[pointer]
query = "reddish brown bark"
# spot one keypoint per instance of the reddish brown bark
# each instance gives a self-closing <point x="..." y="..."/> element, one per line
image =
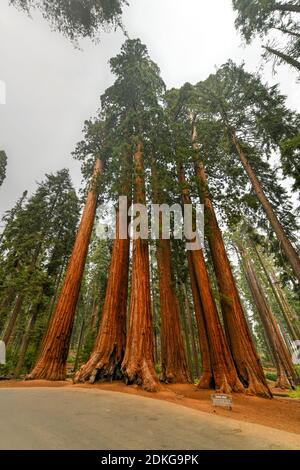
<point x="287" y="311"/>
<point x="173" y="357"/>
<point x="238" y="335"/>
<point x="51" y="364"/>
<point x="224" y="372"/>
<point x="138" y="364"/>
<point x="206" y="379"/>
<point x="190" y="334"/>
<point x="290" y="252"/>
<point x="285" y="370"/>
<point x="107" y="356"/>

WHAT YOU ARE ASKED TO DO ::
Rewrite the listing above, changing "reddish brown bark" to "dark brown bark" everywhere and keeping everything else the same. Leave the pictures out.

EXERCISE RESPONSE ::
[pointer]
query = "dark brown bark"
# spot one keypoint per instance of the dark brown bark
# each instance gives a self-closing <point x="..." y="..."/> element, one per line
image =
<point x="287" y="311"/>
<point x="173" y="357"/>
<point x="238" y="335"/>
<point x="51" y="364"/>
<point x="224" y="372"/>
<point x="138" y="364"/>
<point x="206" y="379"/>
<point x="190" y="334"/>
<point x="290" y="252"/>
<point x="285" y="370"/>
<point x="107" y="356"/>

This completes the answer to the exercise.